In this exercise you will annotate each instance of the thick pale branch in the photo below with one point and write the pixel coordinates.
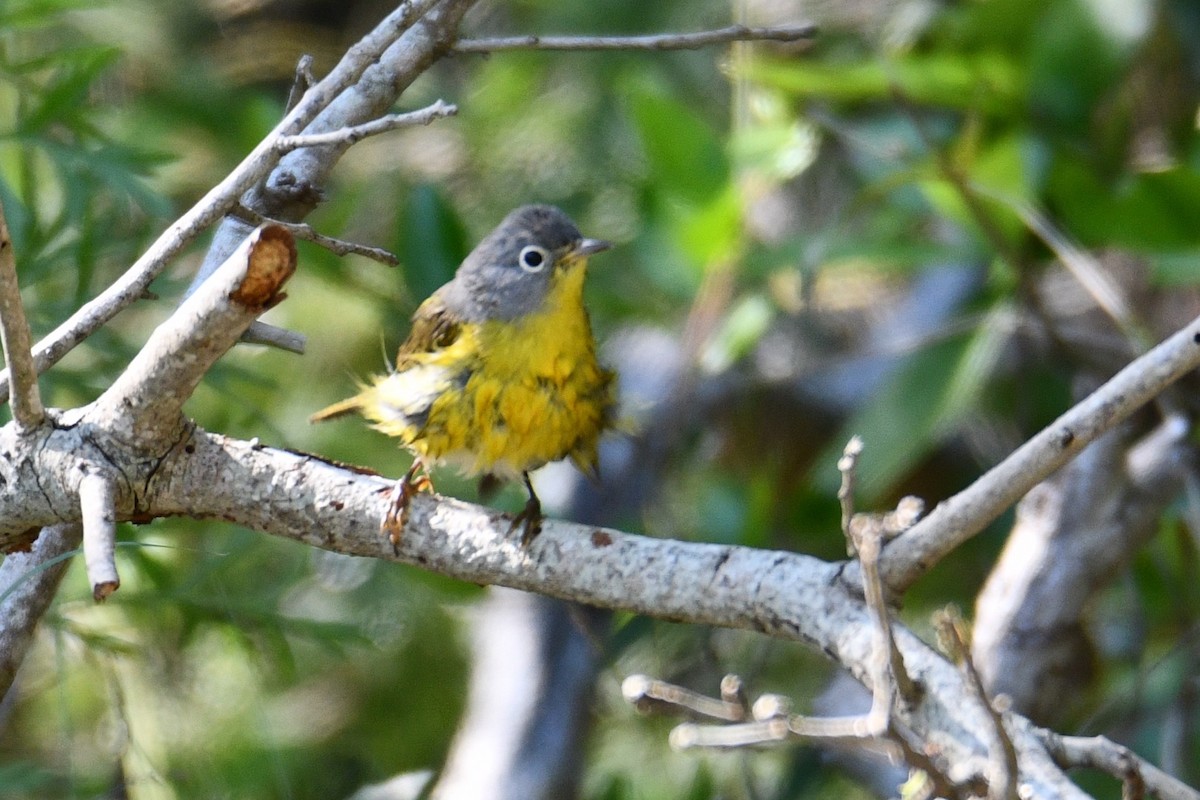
(1103, 753)
(97, 507)
(144, 405)
(780, 594)
(27, 401)
(966, 513)
(655, 42)
(214, 205)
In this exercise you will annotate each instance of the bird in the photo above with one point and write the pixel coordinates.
(499, 373)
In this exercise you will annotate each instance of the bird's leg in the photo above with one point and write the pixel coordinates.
(401, 495)
(529, 517)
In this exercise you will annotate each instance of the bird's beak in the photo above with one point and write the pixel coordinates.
(586, 247)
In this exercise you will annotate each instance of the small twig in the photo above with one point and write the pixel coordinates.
(27, 400)
(887, 663)
(963, 516)
(733, 692)
(261, 332)
(1002, 757)
(214, 205)
(847, 467)
(353, 133)
(305, 232)
(1102, 753)
(303, 82)
(657, 42)
(97, 509)
(144, 405)
(864, 535)
(647, 695)
(28, 584)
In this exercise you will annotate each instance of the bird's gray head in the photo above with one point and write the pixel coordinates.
(510, 271)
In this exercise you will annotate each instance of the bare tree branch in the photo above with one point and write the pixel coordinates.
(293, 187)
(655, 42)
(1003, 768)
(306, 233)
(27, 402)
(97, 509)
(214, 205)
(1103, 753)
(144, 404)
(966, 513)
(354, 133)
(28, 584)
(1072, 536)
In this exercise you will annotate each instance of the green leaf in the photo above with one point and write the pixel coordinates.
(432, 241)
(923, 401)
(1149, 211)
(685, 155)
(987, 82)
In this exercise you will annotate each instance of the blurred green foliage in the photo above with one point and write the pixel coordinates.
(781, 202)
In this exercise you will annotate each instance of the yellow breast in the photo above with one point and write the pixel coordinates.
(509, 396)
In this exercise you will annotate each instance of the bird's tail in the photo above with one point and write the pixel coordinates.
(345, 407)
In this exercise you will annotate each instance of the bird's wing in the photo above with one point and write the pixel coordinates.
(435, 326)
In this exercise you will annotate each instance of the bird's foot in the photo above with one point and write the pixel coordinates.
(402, 494)
(529, 521)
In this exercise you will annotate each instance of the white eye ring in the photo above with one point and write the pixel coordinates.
(533, 258)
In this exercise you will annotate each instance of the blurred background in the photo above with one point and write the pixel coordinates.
(857, 235)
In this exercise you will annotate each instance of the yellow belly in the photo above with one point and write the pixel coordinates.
(507, 396)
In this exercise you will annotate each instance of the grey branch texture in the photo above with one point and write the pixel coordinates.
(133, 456)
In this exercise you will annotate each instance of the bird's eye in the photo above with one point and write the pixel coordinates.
(533, 258)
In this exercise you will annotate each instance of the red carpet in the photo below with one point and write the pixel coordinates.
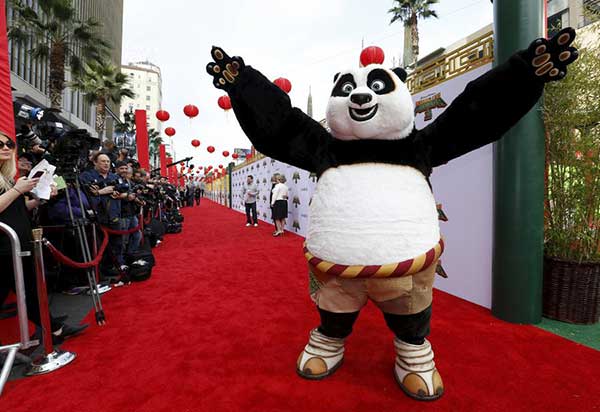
(221, 322)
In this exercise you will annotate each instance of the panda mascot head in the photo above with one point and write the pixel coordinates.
(370, 102)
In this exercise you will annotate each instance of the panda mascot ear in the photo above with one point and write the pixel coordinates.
(401, 73)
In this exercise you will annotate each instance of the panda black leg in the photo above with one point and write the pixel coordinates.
(336, 325)
(324, 352)
(411, 329)
(414, 368)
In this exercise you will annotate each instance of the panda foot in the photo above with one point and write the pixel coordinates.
(321, 357)
(415, 371)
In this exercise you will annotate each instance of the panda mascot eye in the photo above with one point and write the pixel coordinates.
(377, 85)
(347, 87)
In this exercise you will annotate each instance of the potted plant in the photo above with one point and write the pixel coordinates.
(571, 110)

§ **What you will do**: Copy out all the records exactly, excluding pictures.

§ **Response for this exercise**:
In this exercise you will annotate each instance of the thick pale branch in the photo below with one point and write the pixel coordinates.
(1103, 753)
(97, 507)
(144, 405)
(780, 594)
(27, 401)
(966, 513)
(655, 42)
(214, 205)
In this exercise you will annotate each instance of the bird in the photo above with one point and write the pixel coordinates.
(499, 373)
In this exercise you will annotate each instance of the bird's leg in the photo above with one point and write the pixel coordinates.
(401, 495)
(529, 517)
In this exercise you will annotate each instance of the bird's beak in the photo above with one point and write the pixel coordinates.
(586, 247)
In this exercise you will annotate each instance of the small twig in the photo above with one point and write the pixel coordinates.
(27, 400)
(887, 663)
(963, 516)
(733, 692)
(261, 332)
(1002, 757)
(214, 205)
(847, 467)
(353, 133)
(305, 232)
(1102, 753)
(303, 82)
(657, 42)
(97, 509)
(144, 405)
(864, 535)
(647, 695)
(28, 584)
In this exercise you will annotate each instance of the bird's gray head in the photo above with one point and write the pixel coordinates.
(510, 271)
In this exercise you will annotate each instance of the bare tree branch in the photo above with one point and write the pixel coordinates.
(293, 187)
(655, 42)
(1003, 768)
(306, 233)
(27, 402)
(97, 509)
(214, 205)
(1103, 753)
(144, 404)
(966, 513)
(354, 133)
(28, 584)
(1072, 536)
In this exercise you will annotate each instance of the green leaf in the photo above with one point and write the pixel coordinates.
(432, 241)
(923, 401)
(1149, 211)
(685, 155)
(987, 82)
In this exercise you will annotate each instance of the blurred green foliage in the photo above with one point and write the pixel coordinates.
(781, 202)
In this exercise you will annotate each instance of the yellow breast in the photo above with one point and write the pixel coordinates.
(509, 396)
In this exercise you will annotate each instance of the bird's tail in the photo above with one point and write the pixel coordinates.
(345, 407)
In this exercise you will annotate each instance of the bird's wing in the photo above with one point and write the pixel coordinates.
(435, 326)
In this exercise you will annotate each instance of the bird's foot in the photo above with one point and write the pixel coordinates.
(402, 494)
(529, 521)
In this exercise you will annotate each instance of the white eye ring in the photo above with one point and write the pixel coordinates.
(533, 258)
In this exercise you will annotate each instance of the blurred background in the photo above with one point and write the pixel coordinates.
(857, 235)
In this exercise you will annotate each instance of the yellow belly in the photo above with one point and write the pixel coordinates.
(507, 396)
In this exercise you will annotate each instance of the grey branch texture in the photo above with one point and write the pixel coordinates.
(133, 456)
In this exercise you will annotate each instance of the bird's eye in the photo above with one point and write the pixel coordinates.
(533, 258)
In this exercise you will annotate each instance of the red carpet in the photo below with one point and write the pixel coordinates.
(221, 322)
In this exercise you will annotate each instance of the panda mascot head in the photo above with one point and write the pixel coordinates.
(370, 102)
In this exercise you will annotate each instance of the panda mascot ear in the photo above with one point and write the pixel coordinates.
(401, 73)
In this exercise you will annotate each instance of the panda black leg in the photo above with one point and write the pixel coordinates.
(336, 325)
(324, 352)
(411, 329)
(414, 368)
In this exercise you will annotate each instance of the panda foot in the photo above with one point and write the pixel coordinates.
(321, 357)
(415, 371)
In this exercise you will annotate each instance of the panda mascot eye in the photo above with one point and write the pixel coordinates.
(377, 85)
(347, 87)
In this exercise you will annotate each instance of the potted plant in the photo above with one point and write the pixel coordinates.
(571, 110)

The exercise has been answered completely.